Arrange every line of the entries below as a Markdown table with the columns "Row" and "Line", numbering the rows and skipping blank lines. Leave the pictures out of your answer.

Entries from a data collection:
____

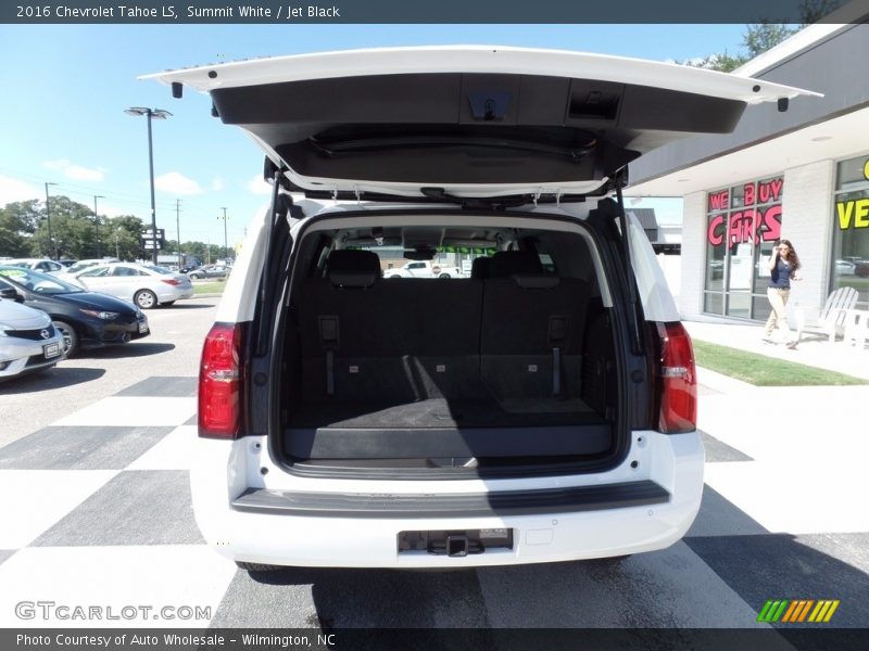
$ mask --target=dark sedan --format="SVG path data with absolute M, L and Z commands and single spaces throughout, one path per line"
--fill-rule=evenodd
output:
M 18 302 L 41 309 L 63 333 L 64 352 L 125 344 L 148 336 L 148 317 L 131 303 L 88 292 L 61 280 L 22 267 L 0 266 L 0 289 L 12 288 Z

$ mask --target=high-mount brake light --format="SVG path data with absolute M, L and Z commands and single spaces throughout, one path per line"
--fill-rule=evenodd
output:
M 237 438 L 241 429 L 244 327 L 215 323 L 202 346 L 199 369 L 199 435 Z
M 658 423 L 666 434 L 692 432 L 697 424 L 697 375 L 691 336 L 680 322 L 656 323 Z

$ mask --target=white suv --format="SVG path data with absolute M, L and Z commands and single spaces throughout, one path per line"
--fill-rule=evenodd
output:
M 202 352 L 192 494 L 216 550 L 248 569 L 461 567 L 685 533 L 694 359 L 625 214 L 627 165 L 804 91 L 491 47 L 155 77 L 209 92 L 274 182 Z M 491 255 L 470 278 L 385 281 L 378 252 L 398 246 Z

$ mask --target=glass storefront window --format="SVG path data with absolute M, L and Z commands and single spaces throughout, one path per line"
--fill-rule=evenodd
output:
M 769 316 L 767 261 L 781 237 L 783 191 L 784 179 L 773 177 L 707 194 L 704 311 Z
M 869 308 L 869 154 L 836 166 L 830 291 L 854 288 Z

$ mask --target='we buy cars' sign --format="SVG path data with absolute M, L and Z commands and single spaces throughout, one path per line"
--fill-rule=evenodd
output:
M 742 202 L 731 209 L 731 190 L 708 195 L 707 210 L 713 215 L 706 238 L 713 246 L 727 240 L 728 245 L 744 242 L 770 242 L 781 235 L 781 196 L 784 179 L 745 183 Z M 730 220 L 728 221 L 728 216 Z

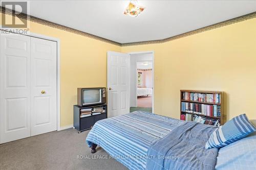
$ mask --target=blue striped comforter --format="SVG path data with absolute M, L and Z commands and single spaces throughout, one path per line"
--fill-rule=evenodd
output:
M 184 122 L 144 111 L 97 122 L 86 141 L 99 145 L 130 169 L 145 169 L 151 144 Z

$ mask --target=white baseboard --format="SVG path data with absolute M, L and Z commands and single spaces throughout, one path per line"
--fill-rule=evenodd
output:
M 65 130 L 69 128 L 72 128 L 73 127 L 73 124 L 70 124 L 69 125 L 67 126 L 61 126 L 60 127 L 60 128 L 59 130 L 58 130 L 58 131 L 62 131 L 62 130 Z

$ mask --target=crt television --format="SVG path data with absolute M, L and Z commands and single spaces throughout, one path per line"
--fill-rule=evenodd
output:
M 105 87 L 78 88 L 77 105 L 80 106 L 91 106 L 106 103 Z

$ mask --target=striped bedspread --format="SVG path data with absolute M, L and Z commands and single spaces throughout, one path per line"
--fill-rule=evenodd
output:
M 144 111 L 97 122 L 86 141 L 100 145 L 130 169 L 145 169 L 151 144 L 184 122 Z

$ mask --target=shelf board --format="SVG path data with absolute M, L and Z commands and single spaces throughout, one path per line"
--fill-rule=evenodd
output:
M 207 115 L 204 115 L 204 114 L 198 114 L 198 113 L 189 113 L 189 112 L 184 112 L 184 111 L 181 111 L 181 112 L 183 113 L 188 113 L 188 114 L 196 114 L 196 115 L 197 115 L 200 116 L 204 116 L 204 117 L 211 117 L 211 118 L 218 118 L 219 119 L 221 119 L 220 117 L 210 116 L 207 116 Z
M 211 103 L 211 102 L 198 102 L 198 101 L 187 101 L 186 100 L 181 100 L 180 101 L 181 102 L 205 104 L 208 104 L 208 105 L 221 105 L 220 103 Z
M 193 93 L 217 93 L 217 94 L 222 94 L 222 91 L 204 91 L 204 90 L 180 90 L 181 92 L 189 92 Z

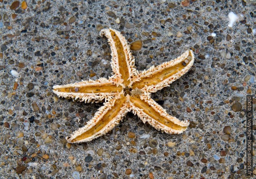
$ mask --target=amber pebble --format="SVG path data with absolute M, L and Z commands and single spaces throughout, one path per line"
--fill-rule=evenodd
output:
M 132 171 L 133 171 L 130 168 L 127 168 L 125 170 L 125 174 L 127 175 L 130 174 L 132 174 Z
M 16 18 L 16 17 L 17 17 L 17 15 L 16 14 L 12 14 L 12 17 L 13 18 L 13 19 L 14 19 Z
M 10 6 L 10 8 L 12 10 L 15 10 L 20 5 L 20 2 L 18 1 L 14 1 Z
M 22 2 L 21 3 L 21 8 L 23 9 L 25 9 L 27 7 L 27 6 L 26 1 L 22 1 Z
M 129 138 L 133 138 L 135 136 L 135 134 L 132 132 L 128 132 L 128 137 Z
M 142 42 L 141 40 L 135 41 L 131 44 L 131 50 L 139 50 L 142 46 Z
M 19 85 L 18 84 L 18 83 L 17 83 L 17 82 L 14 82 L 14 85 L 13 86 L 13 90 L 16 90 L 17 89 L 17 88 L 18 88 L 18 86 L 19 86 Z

____

WORKED ANSWER >>
| Row | Line |
|---|---|
| 1 | $ mask --target=dark sedan --format="SVG path data with absolute M, L and Z commands and single spaces throughout, one path per line" |
| 2 | --fill-rule=evenodd |
| 3 | output: |
| 4 | M 18 302 L 41 309 L 63 333 L 64 352 L 125 344 L 148 336 L 148 317 L 131 303 L 88 292 L 61 280 L 22 267 L 0 266 L 0 289 L 12 288 Z |
| 5 | $ mask --target=high-mount brake light --format="SVG path data with absolute M, L and Z commands and single spaces throughout, one path per line" |
| 6 | --fill-rule=evenodd |
| 7 | output: |
| 8 | M 237 438 L 241 429 L 244 327 L 215 323 L 202 346 L 199 369 L 199 435 Z |
| 9 | M 658 423 L 666 434 L 692 432 L 697 424 L 697 375 L 691 336 L 680 322 L 656 323 Z |
| 10 | $ mask --target=white suv --format="SVG path data with absolute M, L and Z commands and single spaces throughout, one path per line" |
| 11 | --fill-rule=evenodd |
| 12 | output: |
| 13 | M 202 352 L 192 494 L 216 550 L 248 569 L 461 567 L 685 533 L 694 359 L 625 214 L 627 165 L 804 91 L 491 47 L 155 77 L 209 92 L 274 182 Z M 491 255 L 470 278 L 385 281 L 378 252 L 398 246 Z |
| 14 | $ mask --target=glass storefront window --format="SVG path data with absolute M, L and Z commands and single spaces throughout, one path per line" |
| 15 | --fill-rule=evenodd |
| 16 | output: |
| 17 | M 769 316 L 767 261 L 781 237 L 783 191 L 784 179 L 773 177 L 707 194 L 704 311 Z |
| 18 | M 869 308 L 869 154 L 836 166 L 830 291 L 854 288 Z |
| 19 | $ mask --target='we buy cars' sign --format="SVG path data with absolute M, L and Z commands and single spaces throughout, one path per line" |
| 20 | --fill-rule=evenodd |
| 21 | output: |
| 22 | M 742 202 L 731 209 L 731 190 L 708 195 L 707 210 L 713 215 L 706 238 L 713 246 L 727 240 L 728 245 L 744 242 L 770 242 L 781 235 L 781 196 L 784 179 L 745 183 Z M 730 220 L 728 221 L 728 216 Z |
| 23 | $ mask --target=blue striped comforter --format="SVG path data with absolute M, L and Z commands and single spaces throughout, one path per line" |
| 24 | --fill-rule=evenodd |
| 25 | output: |
| 26 | M 184 122 L 144 111 L 97 122 L 86 141 L 99 145 L 130 169 L 145 169 L 151 144 Z |
| 27 | $ mask --target=white baseboard --format="SVG path data with absolute M, L and Z commands and single spaces throughout, one path per line" |
| 28 | --fill-rule=evenodd |
| 29 | output: |
| 30 | M 65 130 L 69 128 L 72 128 L 73 127 L 73 124 L 70 124 L 69 125 L 67 126 L 61 126 L 60 127 L 60 128 L 59 130 L 58 130 L 58 131 L 62 131 L 62 130 Z |
| 31 | $ mask --target=crt television --format="SVG path data with absolute M, L and Z commands and single spaces throughout, one path per line" |
| 32 | --fill-rule=evenodd |
| 33 | output: |
| 34 | M 105 87 L 78 88 L 77 105 L 80 106 L 91 106 L 106 103 Z |
| 35 | $ mask --target=striped bedspread --format="SVG path data with absolute M, L and Z commands and single spaces throughout, one path per line" |
| 36 | --fill-rule=evenodd |
| 37 | output: |
| 38 | M 144 111 L 97 122 L 86 141 L 100 145 L 130 169 L 145 169 L 151 144 L 184 122 Z |
| 39 | $ mask --target=shelf board --format="SVG path data with absolute M, L and Z commands and single spaces throughout, one path per line" |
| 40 | --fill-rule=evenodd |
| 41 | output: |
| 42 | M 207 115 L 204 115 L 204 114 L 198 114 L 198 113 L 189 113 L 189 112 L 184 112 L 184 111 L 181 111 L 181 112 L 183 113 L 188 113 L 188 114 L 196 114 L 196 115 L 197 115 L 200 116 L 204 116 L 204 117 L 211 117 L 211 118 L 218 118 L 219 119 L 221 119 L 220 117 L 210 116 L 207 116 Z |
| 43 | M 211 103 L 211 102 L 198 102 L 198 101 L 187 101 L 186 100 L 181 100 L 180 101 L 181 102 L 205 104 L 208 104 L 208 105 L 221 105 L 220 103 Z |
| 44 | M 193 93 L 217 93 L 217 94 L 222 94 L 222 91 L 204 91 L 204 90 L 180 90 L 181 92 L 189 92 Z |
| 45 | $ mask --target=amber pebble --format="SVG path data with absolute M, L and Z commands and single spaces throughout, one path per line" |
| 46 | --fill-rule=evenodd |
| 47 | output: |
| 48 | M 132 171 L 133 171 L 130 168 L 127 168 L 125 170 L 125 174 L 127 175 L 130 174 L 132 174 Z |
| 49 | M 16 18 L 16 17 L 17 17 L 17 15 L 16 14 L 12 14 L 12 17 L 13 18 L 13 19 L 14 19 Z |
| 50 | M 10 6 L 10 8 L 12 10 L 15 10 L 20 5 L 20 2 L 18 1 L 14 1 Z |
| 51 | M 22 2 L 21 3 L 21 8 L 23 9 L 25 9 L 27 7 L 27 6 L 26 1 L 22 1 Z |
| 52 | M 129 138 L 133 138 L 135 136 L 135 134 L 132 132 L 128 132 L 128 137 Z |
| 53 | M 142 42 L 141 40 L 135 41 L 131 44 L 131 50 L 139 50 L 142 46 Z |
| 54 | M 19 85 L 18 84 L 18 83 L 17 83 L 17 82 L 14 82 L 14 85 L 13 86 L 13 90 L 16 90 L 17 89 L 17 88 L 18 88 L 18 86 L 19 86 Z |